### DOCUMENT EXTRACT
◆ ◆ ◆ ◆ ◆ ◆ ◆

Today's version of the Avram Davidson Society luncheon was the best
ever, with new members and old friends braving a spring downpour to
meet at the new iteration of Zen Palate Union Square (earlier gatherings
had been in the restaurant when the dining room overlooked the square).

Guests included Maria Dahvana Headley, Gregory Feeley, Michael
Swanwick, and the director of the M. C. Porter Endowment for the Arts.
This was the fifteen anniversary of the establishment of the society to
" support critical and biographical research and other activities contributing
to greater awareness of Davidson's writings and his place in the history of
American literature and the fantasy and science fiction genres".

◆ ◆ ◆ ◆ ◆ ◆ ◆

[Named-object pointing records]
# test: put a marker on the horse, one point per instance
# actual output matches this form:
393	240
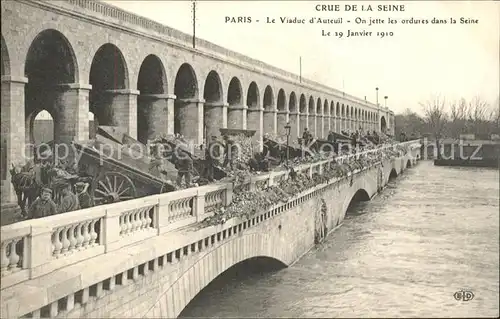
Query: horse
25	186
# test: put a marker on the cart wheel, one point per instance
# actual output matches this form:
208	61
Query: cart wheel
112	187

◆ ◆ ◆ ◆ ◆ ◆ ◆

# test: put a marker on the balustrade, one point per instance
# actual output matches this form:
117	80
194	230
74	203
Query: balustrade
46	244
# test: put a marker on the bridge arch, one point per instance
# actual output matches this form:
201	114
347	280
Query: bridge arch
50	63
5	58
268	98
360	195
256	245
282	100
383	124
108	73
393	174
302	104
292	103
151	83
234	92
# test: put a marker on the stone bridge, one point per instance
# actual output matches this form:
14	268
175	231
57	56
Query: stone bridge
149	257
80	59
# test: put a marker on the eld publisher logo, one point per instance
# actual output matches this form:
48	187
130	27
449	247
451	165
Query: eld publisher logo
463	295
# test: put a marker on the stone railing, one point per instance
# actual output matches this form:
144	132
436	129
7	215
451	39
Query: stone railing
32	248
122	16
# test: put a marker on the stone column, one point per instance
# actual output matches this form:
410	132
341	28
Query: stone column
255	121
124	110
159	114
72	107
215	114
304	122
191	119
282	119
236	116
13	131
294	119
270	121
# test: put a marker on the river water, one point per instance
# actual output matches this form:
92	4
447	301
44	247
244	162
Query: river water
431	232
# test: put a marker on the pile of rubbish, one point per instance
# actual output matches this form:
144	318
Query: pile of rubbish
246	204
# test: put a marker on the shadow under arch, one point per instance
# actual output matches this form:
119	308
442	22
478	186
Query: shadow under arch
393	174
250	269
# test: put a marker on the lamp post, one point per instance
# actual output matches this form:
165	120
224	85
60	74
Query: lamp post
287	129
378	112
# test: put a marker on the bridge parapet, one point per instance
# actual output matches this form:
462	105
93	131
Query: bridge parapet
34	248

◆ ◆ ◆ ◆ ◆ ◆ ◆

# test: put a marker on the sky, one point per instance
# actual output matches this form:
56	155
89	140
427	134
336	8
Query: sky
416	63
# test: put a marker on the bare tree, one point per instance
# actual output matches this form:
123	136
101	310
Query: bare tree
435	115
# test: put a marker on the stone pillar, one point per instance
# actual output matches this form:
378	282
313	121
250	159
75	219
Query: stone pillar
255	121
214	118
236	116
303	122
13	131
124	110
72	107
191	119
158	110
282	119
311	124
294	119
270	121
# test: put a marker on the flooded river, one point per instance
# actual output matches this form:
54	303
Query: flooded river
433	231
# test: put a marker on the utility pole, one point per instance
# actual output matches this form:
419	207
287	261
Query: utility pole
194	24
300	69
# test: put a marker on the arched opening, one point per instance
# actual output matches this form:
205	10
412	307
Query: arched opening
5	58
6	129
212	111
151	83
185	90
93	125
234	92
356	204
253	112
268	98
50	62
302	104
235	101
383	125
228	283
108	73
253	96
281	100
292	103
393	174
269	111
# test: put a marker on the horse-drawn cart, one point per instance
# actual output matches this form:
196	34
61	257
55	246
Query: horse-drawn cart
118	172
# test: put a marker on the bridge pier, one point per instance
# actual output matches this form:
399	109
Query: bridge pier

◆ ◆ ◆ ◆ ◆ ◆ ◆

### REQUIRED ACTIONS
A – According to the luncheon report, what kind of weather did the attendees face on their way to the meeting?
B – For each statement, say yes or no depending on whether it agrees with the luncheon report, and quote the words that decide it: (i) This year's luncheon took place in the same dining room overlooking the square as earlier gatherings. (ii) Michael Swanwick was one of the guests. (iii) The society was set up partly to support biographical research on Davidson.

### TASK SOLUTIONS
A – A spring downpour.

B –
(i) No: "meet at the new iteration of Zen Palate Union Square (earlier gatherings had been in the restaurant when the dining room overlooked the square)"
(ii) Yes: "Guests included Maria Dahvana Headley, Gregory Feeley, Michael Swanwick"
(iii) Yes: "support critical and biographical research and other activities contributing to greater awareness of Davidson's writings"